PROVIDED RECORDS:
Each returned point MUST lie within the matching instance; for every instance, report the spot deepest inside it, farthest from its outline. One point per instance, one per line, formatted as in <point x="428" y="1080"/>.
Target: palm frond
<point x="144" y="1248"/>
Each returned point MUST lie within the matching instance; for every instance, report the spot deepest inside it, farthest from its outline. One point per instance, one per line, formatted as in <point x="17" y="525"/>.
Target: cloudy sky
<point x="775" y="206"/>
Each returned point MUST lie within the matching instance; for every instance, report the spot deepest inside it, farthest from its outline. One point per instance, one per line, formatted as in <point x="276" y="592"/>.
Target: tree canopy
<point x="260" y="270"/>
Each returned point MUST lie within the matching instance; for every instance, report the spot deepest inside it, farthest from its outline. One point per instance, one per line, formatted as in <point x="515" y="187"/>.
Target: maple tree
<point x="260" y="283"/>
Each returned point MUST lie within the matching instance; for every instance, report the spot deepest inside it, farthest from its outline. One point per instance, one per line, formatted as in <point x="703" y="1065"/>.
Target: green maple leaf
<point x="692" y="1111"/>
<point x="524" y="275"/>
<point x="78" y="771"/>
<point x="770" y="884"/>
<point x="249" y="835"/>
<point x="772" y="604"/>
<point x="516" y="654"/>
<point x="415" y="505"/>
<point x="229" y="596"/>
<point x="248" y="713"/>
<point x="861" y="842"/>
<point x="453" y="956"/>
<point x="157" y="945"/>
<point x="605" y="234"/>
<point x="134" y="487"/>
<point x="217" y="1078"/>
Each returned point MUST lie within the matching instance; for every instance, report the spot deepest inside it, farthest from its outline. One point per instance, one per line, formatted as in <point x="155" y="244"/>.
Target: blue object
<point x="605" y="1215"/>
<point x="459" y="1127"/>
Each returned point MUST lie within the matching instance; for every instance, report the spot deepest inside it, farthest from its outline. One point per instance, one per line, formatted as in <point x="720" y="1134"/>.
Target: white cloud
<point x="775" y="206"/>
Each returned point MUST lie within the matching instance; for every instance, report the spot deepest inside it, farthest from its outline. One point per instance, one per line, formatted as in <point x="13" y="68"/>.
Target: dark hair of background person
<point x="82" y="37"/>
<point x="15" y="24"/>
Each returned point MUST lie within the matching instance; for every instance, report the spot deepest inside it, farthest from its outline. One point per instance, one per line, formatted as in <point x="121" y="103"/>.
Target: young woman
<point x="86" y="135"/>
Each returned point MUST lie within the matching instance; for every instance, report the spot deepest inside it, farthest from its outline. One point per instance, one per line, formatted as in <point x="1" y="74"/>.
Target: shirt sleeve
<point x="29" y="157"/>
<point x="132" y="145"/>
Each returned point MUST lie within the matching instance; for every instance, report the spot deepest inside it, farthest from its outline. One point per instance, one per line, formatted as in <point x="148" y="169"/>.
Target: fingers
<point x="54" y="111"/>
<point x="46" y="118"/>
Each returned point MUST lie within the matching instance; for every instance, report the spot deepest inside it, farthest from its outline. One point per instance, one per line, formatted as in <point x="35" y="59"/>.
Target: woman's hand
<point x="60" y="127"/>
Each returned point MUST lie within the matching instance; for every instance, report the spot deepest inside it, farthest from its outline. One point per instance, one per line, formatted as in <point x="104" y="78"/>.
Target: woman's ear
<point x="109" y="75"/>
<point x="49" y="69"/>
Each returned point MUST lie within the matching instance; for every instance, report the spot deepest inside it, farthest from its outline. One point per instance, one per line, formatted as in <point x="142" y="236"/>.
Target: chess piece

TASK PROMPT: Print the listing above in its entirety, with every line exact.

WRITTEN ANSWER:
Each returned point MUST lie within the matching instance; for every instance, report the spot deepest inside it, farthest from its outline. One point per instance, one per line, formatted as in <point x="428" y="1080"/>.
Target: palm frond
<point x="144" y="1248"/>
Each returned point MUST lie within the matching instance; for every instance, report the spot deepest inside it, farthest from its outline. One point per instance, one per line, formatted as in <point x="17" y="525"/>.
Target: cloudy sky
<point x="775" y="206"/>
Each returned point MUST lie within the matching instance; for every instance, report the spot deepest inside it, farthest from its outline. One point per instance, one per line, formatted as in <point x="276" y="592"/>.
Target: tree canopy
<point x="260" y="270"/>
Each returned point MUST lie within the matching instance; for every instance, report the spot deepest inside it, farthest from its outline. One point per instance, one per line, formatted as in <point x="515" y="187"/>.
Target: maple tree
<point x="260" y="283"/>
Each returned point MUST lie within the matching instance; for every instance, report the spot deepest inside it, farthest from its outline. One point per instance, one per line, formatted as in <point x="703" y="1065"/>.
Target: green maple leaf
<point x="692" y="1111"/>
<point x="524" y="275"/>
<point x="78" y="771"/>
<point x="770" y="884"/>
<point x="249" y="835"/>
<point x="772" y="604"/>
<point x="516" y="654"/>
<point x="415" y="505"/>
<point x="229" y="596"/>
<point x="248" y="713"/>
<point x="861" y="842"/>
<point x="453" y="956"/>
<point x="157" y="945"/>
<point x="605" y="234"/>
<point x="134" y="487"/>
<point x="217" y="1078"/>
Each returned point MUST lie within the matching instance; for every instance, report the spot deepest inside it, farthest from its outline. One point per instance, one per line, formatted as in <point x="155" y="244"/>.
Target: blue object
<point x="605" y="1215"/>
<point x="459" y="1127"/>
Each returned point MUST lie within the matching instance; for every instance, report the spot deepest inside it, farthest from its outline. One point per instance, one per line, formatted as in <point x="720" y="1134"/>.
Target: white cloud
<point x="775" y="206"/>
Each returned point MUST lie within the matching instance; for every instance, report the spot deepest inside it, farthest from its outline. One point per instance, one per line, formatted as in <point x="13" y="68"/>.
Target: dark hair of background person
<point x="82" y="37"/>
<point x="15" y="24"/>
Each returned point MUST lie within the matching instance; for every instance, report the spot deepest inside it, farthest from its outline. One point per instance, one per line, formatted as in <point x="121" y="103"/>.
Target: young woman
<point x="86" y="135"/>
Each returned point MUST lie within the matching instance; for every instance, report the spot deepest inside it, farthest from its outline. One point per instance, one per line, formatted as in <point x="1" y="74"/>.
Target: shirt sleeve
<point x="29" y="157"/>
<point x="132" y="145"/>
Each returned point MUST lie within the matching instance; for every instance, report the spot deepest inside it, farthest from its outline. One point per instance, one per line, formatted as in <point x="148" y="169"/>.
Target: fingers
<point x="54" y="111"/>
<point x="46" y="118"/>
Each returned point MUST lie within the matching instance; for every instance, report the spot deepest inside it, farthest from its outline. One point per instance, one per line, formatted as in <point x="35" y="59"/>.
Target: woman's hand
<point x="60" y="127"/>
Each returned point MUST lie within the matching instance; for every instance, report the spot deepest inside it, farthest from its outline. One point per instance, one per line, formatted as in <point x="104" y="78"/>.
Target: woman's ear
<point x="109" y="75"/>
<point x="49" y="69"/>
Each returned point MUST lie within the matching instance; for every instance, report the spot deepest inside it, farthest from its outline. One point per instance, one per line, formatted as in <point x="142" y="236"/>.
Target: chess piece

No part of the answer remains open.